Start of SUPPLIED TEXT

Discrepancy in EOS fsck report error counts

Hi all,

I think we just got our fsck working, looking at the numbers from eos fsck report I see some odd differences that I cannot explain. I use this script to produce the numbers, once by summing up per-filesystem statistics (-a flag), once without flag - expecting the same totals:

echo "summed up by filesystem"
ERR_TYPES="blockxs_err orphans_n rep_diff_n rep_missing_n unreg_n"
for ETYPE in $ERR_TYPES; do
  echo -n "$ETYPE: "
  eos fsck report -a | grep $ETYPE  | awk '{print $4;}' | awk 'BEGIN{ FS="="; total=0}; { total=total+$2; } END{print total;}'
done

echo ""
echo "eos fsck summary report"
eos fsck report

I see these numbers on my instance:

summed up by filesystem
blockxs_err: 115
orphans_n: 95082
rep_diff_n: 1251571
rep_missing_n: 24
unreg_n: 1246464
#
eos fsck summary report
timestamp=1613078486 tag="blockxs_err" count=43
timestamp=1613078486 tag="orphans_n" count=29607
timestamp=1613078486 tag="rep_diff_n" count=181915
timestamp=1613078486 tag="rep_missing_n" count=22
timestamp=1613078486 tag="unreg_n" count=180992

I can’t make out the reason why these would differ. The discrepancy looks to be bigger for larger numbers, but I could not come up with an explanation for this myself.

End of SUPPLIED TEXT
Start of SUPPLIED ENTRIES

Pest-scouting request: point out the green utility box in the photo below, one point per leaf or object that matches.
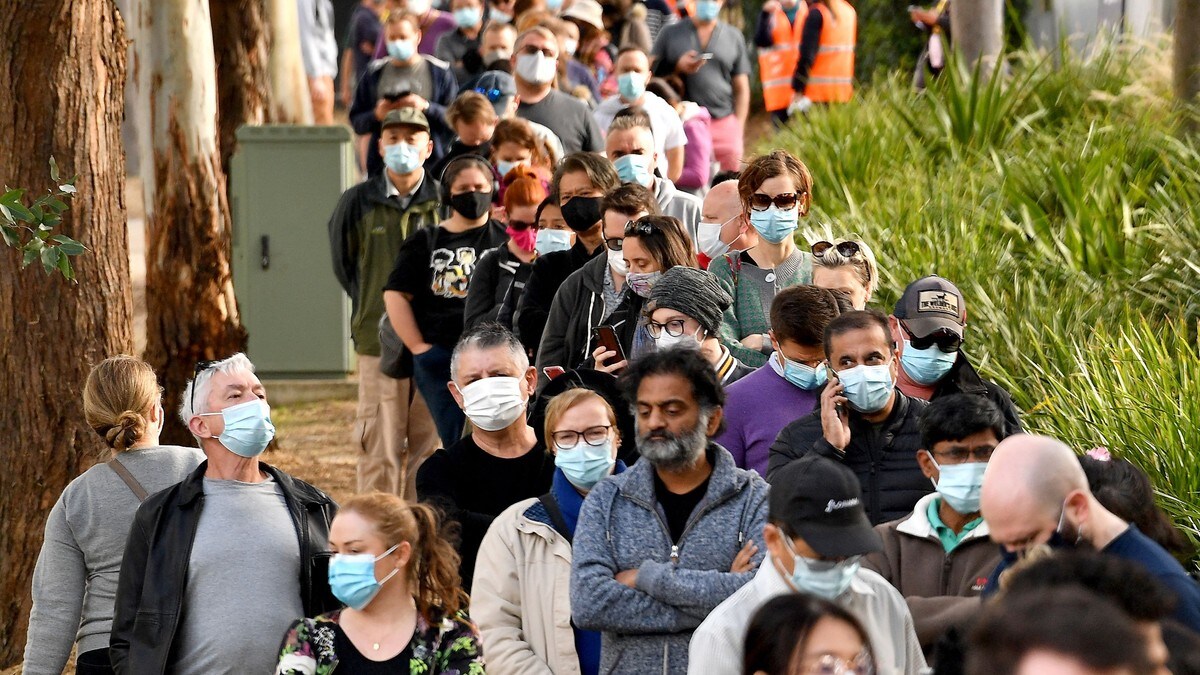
(286, 183)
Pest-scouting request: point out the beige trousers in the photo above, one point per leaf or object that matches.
(395, 430)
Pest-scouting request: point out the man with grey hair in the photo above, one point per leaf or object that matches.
(502, 461)
(1035, 493)
(219, 566)
(660, 545)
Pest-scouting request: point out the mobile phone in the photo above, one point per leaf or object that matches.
(605, 336)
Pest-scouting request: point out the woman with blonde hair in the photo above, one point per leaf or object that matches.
(396, 572)
(520, 595)
(75, 579)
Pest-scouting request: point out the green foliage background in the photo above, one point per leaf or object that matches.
(1062, 202)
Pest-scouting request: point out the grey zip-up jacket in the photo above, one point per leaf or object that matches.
(622, 526)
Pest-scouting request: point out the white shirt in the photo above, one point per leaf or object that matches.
(665, 123)
(718, 645)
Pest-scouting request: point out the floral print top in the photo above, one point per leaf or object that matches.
(450, 647)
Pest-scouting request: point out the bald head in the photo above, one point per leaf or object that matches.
(1027, 481)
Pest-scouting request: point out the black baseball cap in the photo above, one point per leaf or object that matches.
(929, 304)
(821, 501)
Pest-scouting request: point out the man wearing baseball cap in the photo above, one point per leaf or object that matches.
(929, 324)
(816, 533)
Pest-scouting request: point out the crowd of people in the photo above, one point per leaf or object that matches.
(613, 416)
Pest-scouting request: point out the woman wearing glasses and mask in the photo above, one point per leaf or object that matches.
(522, 574)
(75, 580)
(405, 610)
(846, 266)
(775, 191)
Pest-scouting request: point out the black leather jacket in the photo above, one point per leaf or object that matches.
(154, 571)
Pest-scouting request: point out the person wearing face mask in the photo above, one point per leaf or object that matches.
(534, 67)
(1035, 493)
(663, 544)
(502, 273)
(525, 562)
(816, 536)
(775, 191)
(580, 184)
(862, 419)
(426, 292)
(396, 573)
(711, 58)
(501, 461)
(765, 401)
(630, 147)
(929, 323)
(633, 76)
(405, 79)
(939, 556)
(85, 532)
(221, 603)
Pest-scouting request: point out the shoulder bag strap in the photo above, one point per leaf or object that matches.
(129, 479)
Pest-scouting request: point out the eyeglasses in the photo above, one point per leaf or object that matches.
(947, 340)
(201, 366)
(593, 436)
(760, 202)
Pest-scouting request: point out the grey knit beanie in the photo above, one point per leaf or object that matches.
(691, 292)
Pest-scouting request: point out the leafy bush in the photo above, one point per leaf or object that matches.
(1062, 203)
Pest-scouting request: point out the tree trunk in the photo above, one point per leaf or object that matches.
(53, 332)
(191, 311)
(978, 30)
(289, 84)
(241, 40)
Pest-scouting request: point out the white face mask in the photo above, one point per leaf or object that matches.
(537, 67)
(493, 402)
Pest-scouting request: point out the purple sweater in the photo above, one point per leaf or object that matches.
(757, 407)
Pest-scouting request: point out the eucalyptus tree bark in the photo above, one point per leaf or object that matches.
(53, 332)
(241, 41)
(191, 310)
(289, 83)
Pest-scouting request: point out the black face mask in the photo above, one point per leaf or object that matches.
(582, 213)
(471, 205)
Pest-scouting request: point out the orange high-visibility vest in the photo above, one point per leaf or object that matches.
(777, 64)
(832, 76)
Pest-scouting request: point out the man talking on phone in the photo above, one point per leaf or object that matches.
(862, 419)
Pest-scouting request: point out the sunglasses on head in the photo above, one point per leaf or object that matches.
(946, 340)
(761, 202)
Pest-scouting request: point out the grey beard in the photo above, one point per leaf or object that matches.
(676, 452)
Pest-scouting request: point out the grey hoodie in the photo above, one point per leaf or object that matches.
(623, 527)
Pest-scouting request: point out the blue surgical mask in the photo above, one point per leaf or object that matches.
(352, 578)
(401, 157)
(585, 465)
(927, 366)
(822, 578)
(631, 85)
(707, 10)
(775, 225)
(959, 484)
(249, 428)
(467, 17)
(634, 168)
(868, 387)
(401, 49)
(799, 375)
(550, 240)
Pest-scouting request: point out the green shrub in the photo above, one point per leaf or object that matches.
(1062, 203)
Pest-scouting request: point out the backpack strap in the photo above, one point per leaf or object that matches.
(129, 479)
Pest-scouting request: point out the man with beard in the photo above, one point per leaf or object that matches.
(1035, 493)
(658, 547)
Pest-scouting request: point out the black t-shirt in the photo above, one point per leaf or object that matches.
(473, 487)
(352, 662)
(678, 507)
(435, 267)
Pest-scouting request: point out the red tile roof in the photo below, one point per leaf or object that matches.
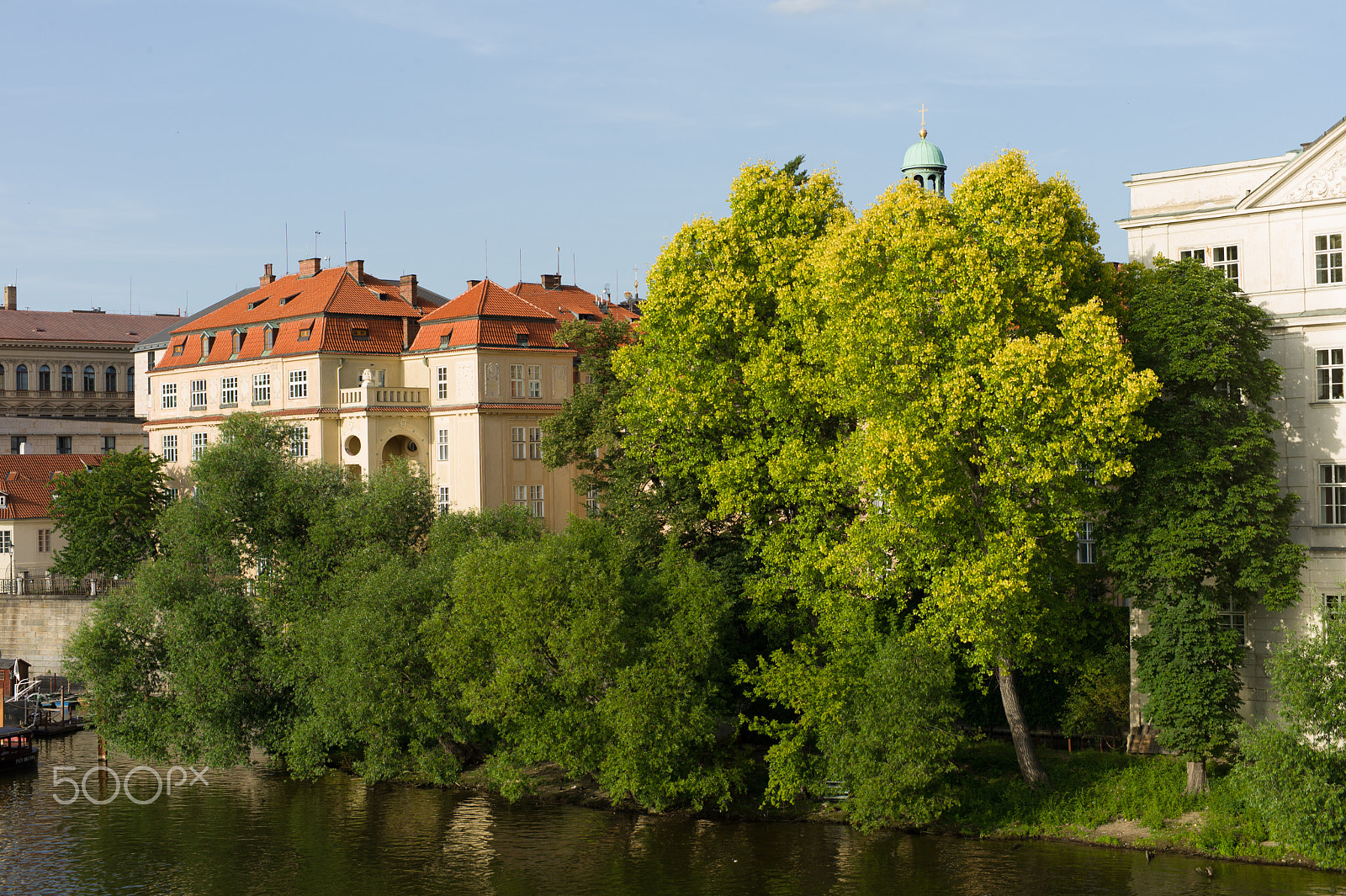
(26, 480)
(77, 326)
(489, 315)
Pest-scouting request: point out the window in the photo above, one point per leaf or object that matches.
(1225, 258)
(1332, 494)
(1327, 257)
(1233, 618)
(1087, 549)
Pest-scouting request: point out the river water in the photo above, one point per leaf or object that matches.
(251, 830)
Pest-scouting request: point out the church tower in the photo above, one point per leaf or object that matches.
(924, 162)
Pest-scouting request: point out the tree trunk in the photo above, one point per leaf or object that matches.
(1197, 777)
(1029, 765)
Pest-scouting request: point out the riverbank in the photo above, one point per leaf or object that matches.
(1097, 798)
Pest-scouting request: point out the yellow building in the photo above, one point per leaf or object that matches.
(363, 370)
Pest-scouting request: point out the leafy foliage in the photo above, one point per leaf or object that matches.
(1296, 767)
(108, 513)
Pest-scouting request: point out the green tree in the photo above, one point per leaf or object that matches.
(107, 514)
(969, 343)
(1296, 767)
(1204, 517)
(576, 650)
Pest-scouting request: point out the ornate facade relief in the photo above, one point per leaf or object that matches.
(1326, 181)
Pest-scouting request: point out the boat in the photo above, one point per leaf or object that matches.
(17, 750)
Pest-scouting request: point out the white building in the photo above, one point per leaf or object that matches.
(1276, 226)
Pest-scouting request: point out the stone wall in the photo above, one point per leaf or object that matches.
(37, 628)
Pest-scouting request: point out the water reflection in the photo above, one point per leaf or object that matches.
(251, 830)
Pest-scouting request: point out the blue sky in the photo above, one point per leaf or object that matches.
(152, 154)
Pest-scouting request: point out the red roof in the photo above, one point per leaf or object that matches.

End of SUPPLIED ENTRIES

WORK TO COMPLETE ->
Resume the forum post on EOS fsck error counts, starting after its last sentence. The data here comes from a source unrelated to the forum post on EOS fsck error counts.

IN RESPONSE ->
Best,
Erich

Hi Erich,

This is normal since a file can have multiple replicas/stripes therefore if you do the fsck report per file system each replica of the file will show up in the list thus resulting in bigger numbers - so you have the same file reported several time for each replica. On the other hand, when the eos fsck stat is displayed this does not include duplicates inside a category.

Cheers,
Elvin

Hi Elvin,
That explanation makes total sense, hadn’t thought of it.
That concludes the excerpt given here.